(Excerpts of pointing data)
● ● ●
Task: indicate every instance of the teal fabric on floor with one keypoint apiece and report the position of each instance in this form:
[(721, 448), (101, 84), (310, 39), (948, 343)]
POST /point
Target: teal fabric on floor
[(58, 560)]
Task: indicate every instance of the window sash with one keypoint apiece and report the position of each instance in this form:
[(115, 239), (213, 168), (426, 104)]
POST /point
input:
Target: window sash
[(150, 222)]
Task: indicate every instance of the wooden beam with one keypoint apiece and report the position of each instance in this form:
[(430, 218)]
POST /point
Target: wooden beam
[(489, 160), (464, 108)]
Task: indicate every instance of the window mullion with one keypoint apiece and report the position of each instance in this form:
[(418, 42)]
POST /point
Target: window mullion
● ● ●
_TASK INSTRUCTIONS_
Please rewrite the records above, swapping every "keypoint" for "marker" and leaving all else unchanged.

_SOLUTION TO THE EXERCISE_
Task: indicate every instance of the teal fabric on floor with one marker apiece and report the position of each instance in this form:
[(721, 448), (101, 84), (310, 39), (948, 343)]
POST /point
Target: teal fabric on floor
[(58, 560)]
Task: indicate every instance of the window sash with one marker apiece and report the position of each instance in this form:
[(115, 239), (213, 168), (426, 104)]
POST /point
input:
Target: window sash
[(150, 222)]
Task: indicate every instance of the wooden beam with one marker apiece and report the position of each instance in this form:
[(430, 218)]
POST /point
Target: wooden beam
[(489, 160), (464, 108)]
Task: indicate every instance of the window mullion with one marker apiece and report the position of each instance in this form:
[(418, 42)]
POST /point
Target: window mullion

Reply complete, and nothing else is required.